» WHAT THE EXERCISE ASKS:
Please repeat the whole listing below line for line, with no changes.

» DATA TO PROCESS:
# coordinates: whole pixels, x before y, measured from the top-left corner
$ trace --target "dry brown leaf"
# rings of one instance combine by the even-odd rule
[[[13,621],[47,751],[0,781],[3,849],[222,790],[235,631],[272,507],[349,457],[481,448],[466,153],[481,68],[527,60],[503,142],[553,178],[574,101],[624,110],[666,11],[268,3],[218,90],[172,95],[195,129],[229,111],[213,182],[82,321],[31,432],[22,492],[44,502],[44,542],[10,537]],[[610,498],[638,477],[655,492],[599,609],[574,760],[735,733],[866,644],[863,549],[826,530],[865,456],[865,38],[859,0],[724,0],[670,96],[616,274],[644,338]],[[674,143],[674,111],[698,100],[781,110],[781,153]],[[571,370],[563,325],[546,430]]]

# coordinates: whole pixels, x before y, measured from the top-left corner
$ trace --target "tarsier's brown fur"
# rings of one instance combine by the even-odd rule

» EXERCISE SOLUTION:
# coordinates: whole pixels, x before y, measured from the top-left corner
$ trace --target "dry brown leaf"
# rings of one instance combine by the even-odd rule
[[[13,621],[47,751],[0,781],[3,849],[222,790],[235,631],[272,507],[349,457],[481,448],[466,153],[481,68],[527,60],[503,142],[553,178],[574,101],[624,110],[666,11],[268,3],[218,90],[172,95],[195,129],[229,111],[213,182],[82,321],[31,432],[22,492],[44,502],[44,542],[10,537]],[[610,498],[638,477],[655,492],[599,609],[574,760],[735,733],[866,644],[863,549],[826,530],[865,456],[865,38],[859,0],[724,0],[670,96],[616,274],[644,338]],[[674,143],[674,111],[698,100],[781,110],[781,153]],[[571,370],[563,325],[546,430]]]

# coordinates: whole pixels, x before y, measured from the top-left corner
$ trace --target "tarsier's brown fur"
# rings of one instance combine by the even-odd rule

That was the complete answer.